Source passage –

I found a simple difference equation example on the web:
http://people.revoledu.com/kardi/tutorial/DifferenceEquation/SolutionDifferenceEquation.htm
and was able to get the same answer using the z transform by hand.
My first attempt at a shifting property failed miserably:
defrule(r14,zt(f(n-m),n,z),z^(-m)*ztrans(f(n),n,z));
Ryan
On 2/13/07, Alasdair McAndrew <amca01 at gmail.com> wrote:
> Hi there Ryan - good to see you back. I'm attaching the current version of
> my z-transforms package (with your correction - thanks!) based mostly on
> the work of Robert Dodier, who knows more about Maxima than I'll ever learn.
> As you can see, it would be easy to add new rules; also I've started on the
> inverse transform.
>
> I'm having a little trouble implementing one of the rules for the binomial
> function; ztrans(binomial(n,b),n,z) should return z/(z-1)^(b+1). I'm trying
> to work out how I can implement such a rule which doesn't conflict with my
> rule r12. That is, the binomial function should be recognized as such, and
> not as n*f.
>
> We need to implement rules for shifting, and see if we can use the package
> we have to solve a simple linear difference equation.
>
> I don't know about you, but I'm learning heaps, and enjoying myself.
>
> Oh, and speaking as an academic, if you can see any way of wrangling a paper
> out of all this, that would be a real bonus!

What you need to do –
1. In the z-transform thread, what result should ztrans(binomial(n,b),n,z) return?
2. Continue the z-transform thread from its last sentence.
The material after the z-transform thread is separate from it.

Material provided –
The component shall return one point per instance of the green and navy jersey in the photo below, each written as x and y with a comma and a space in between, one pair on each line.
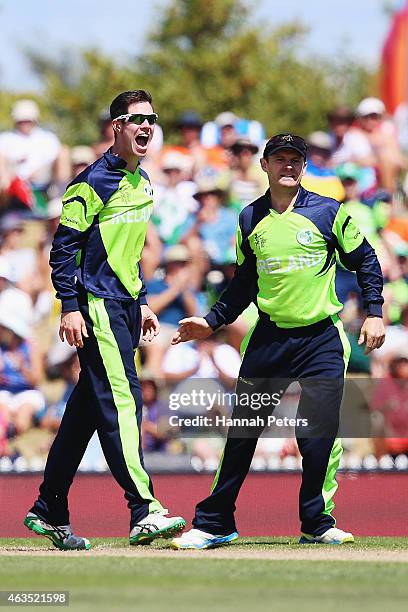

In response –
1. It should return z/(z-1)^(b+1).

2.
>
> cheers,
> Alasdair
>
>
> On 2/14/07, Ryan Krauss <ryanlists at gmail.com> wrote:
> > Hey Alasdair,
> >
> > I learned a lot from your example of rule based programming. Thanks
> > for all your work. I made one small correction and one small
> > contribution to what I copied and pasted from your email and saved it
> > to ztrans1.mac. The correction is that I think the ztrans of a step
> > function should be z/(z-1) or 1/(1-z^(-1)) . You had 1/(1-z). The
> > small contribution is a rule for exp(-a*n). I added this because it
> > came up in my first test of my c2d function. My main motivation for
> > this work is to find the z-transforms of systems whose continuous time
> > transfer functions I know when they are sample using analog-to-digital
> > converters (i.e. an ideal sample and hold circuit). My c2d function
> > uses your ztrans as part of an algorithm to do all this. It is fairly
> > straight forward once you have a ztrans function (since Maxima already
> > has an ilt function for inverse laplace). My first test was on a
> > first order transfer function Gp=a/(s+a). The inverse laplace of this
> > involves exp(-a*t), which lead to my need of a new rule.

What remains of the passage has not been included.